*Given passage*
In cities of conflicts, the damage of war has become the visual common denominator that defines the region of destruction and vulnerability. According to Jonathan Budd, “the term ‘Warchitecture’ describes the condition of war waged specifically as the destruction of architecture.” But the visual impact of such destruction is only the first stage in a long series of negative impacts which have social, cultural and humanitarian consequences. When the visual contact, or rather ‘touch’ with such conditions is made through the remains of destroyed architectural structures, it becomes understandable that it is architecture itself which is then responsible for the renewed existence, or the lack of, necessary elements that each society needs to restore and regenerate itself.
It should be possible then, and has become urgent around the world within the last decade, to explore the influence of war on architecture and vice versa, exploring the usability and conditions of architecture under the state of war and post-war environments. Initially this could be achieved by researching and investigating a site, for example, in Baghdad, subject to a condition of constant conflict throughout its modern history. From this one could chart the conceptual effects previous structures had on life in the city under conditions of war, siege and demolition.

*Source material*
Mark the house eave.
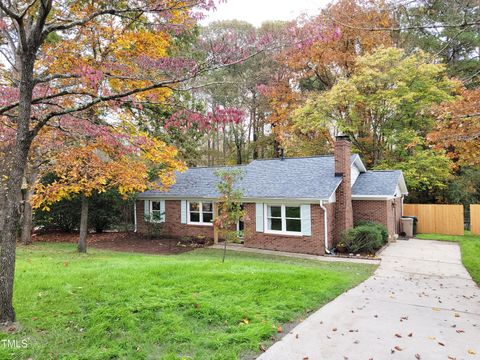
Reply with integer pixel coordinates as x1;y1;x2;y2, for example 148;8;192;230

*Stated problem A*
Answer the following questions using the passage on war and architecture:
(i) Who is quoted as describing the term "Warchitecture"?
(ii) Which city is offered as an example of a site to research?
(iii) Within what period has exploring the influence of war on architecture become urgent around the world?
*Stated problem B*
Reproduce the portion of the passage on war and architecture that begins with the words "It should be" and ends with "siege and demolition.".
*Stated problem C*
The passage on war and architecture says the visual impact of destruction leads to a series of negative impacts with consequences of several kinds. List every kind of consequence it names.

*Problem solution A*
(i) Jonathan Budd
(ii) Baghdad
(iii) Within the last decade

*Problem solution B*
It should be possible then, and has become urgent around the world within the last decade, to explore the influence of war on architecture and vice versa, exploring the usability and conditions of architecture under the state of war and post-war environments. Initially this could be achieved by researching and investigating a site, for example, in Baghdad, subject to a condition of constant conflict throughout its modern history. From this one could chart the conceptual effects previous structures had on life in the city under conditions of war, siege and demolition.

*Problem solution C*
Social
Cultural
Humanitarian